**What the task requires**
Gather all lines in the records below that include the word "truck".

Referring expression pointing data

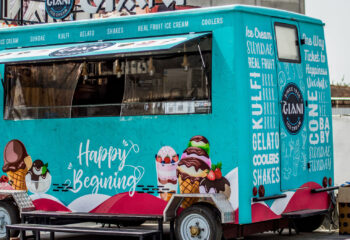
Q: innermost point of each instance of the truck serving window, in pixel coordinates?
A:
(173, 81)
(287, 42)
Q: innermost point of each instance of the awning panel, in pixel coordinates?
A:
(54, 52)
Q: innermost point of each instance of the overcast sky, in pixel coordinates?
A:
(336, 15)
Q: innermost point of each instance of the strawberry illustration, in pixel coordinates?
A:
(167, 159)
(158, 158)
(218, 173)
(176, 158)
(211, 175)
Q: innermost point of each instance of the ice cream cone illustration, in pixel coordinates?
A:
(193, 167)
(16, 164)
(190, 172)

--

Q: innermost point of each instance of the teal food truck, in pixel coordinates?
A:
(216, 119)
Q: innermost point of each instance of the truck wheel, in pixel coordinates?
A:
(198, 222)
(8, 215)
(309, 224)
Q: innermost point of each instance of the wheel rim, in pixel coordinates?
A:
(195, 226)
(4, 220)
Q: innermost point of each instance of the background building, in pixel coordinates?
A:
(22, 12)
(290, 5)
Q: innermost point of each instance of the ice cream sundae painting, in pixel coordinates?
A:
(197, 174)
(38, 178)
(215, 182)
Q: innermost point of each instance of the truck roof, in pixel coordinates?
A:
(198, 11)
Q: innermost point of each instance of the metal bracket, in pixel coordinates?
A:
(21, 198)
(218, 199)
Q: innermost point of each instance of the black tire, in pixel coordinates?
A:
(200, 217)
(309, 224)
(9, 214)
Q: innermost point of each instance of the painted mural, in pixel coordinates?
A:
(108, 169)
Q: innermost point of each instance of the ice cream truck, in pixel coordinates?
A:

**Exercise output**
Q: innermost point of each instance of the truck serving window, in pixel coordinates?
Q: innermost point of each instance of the teal food truck, in pixel coordinates?
Q: innermost point of each instance of the truck wheel, in pixel coordinates?
Q: innermost point of each instance of the truck roof, in pixel coordinates?
Q: innermost point of each instance of the ice cream truck, in pixel coordinates?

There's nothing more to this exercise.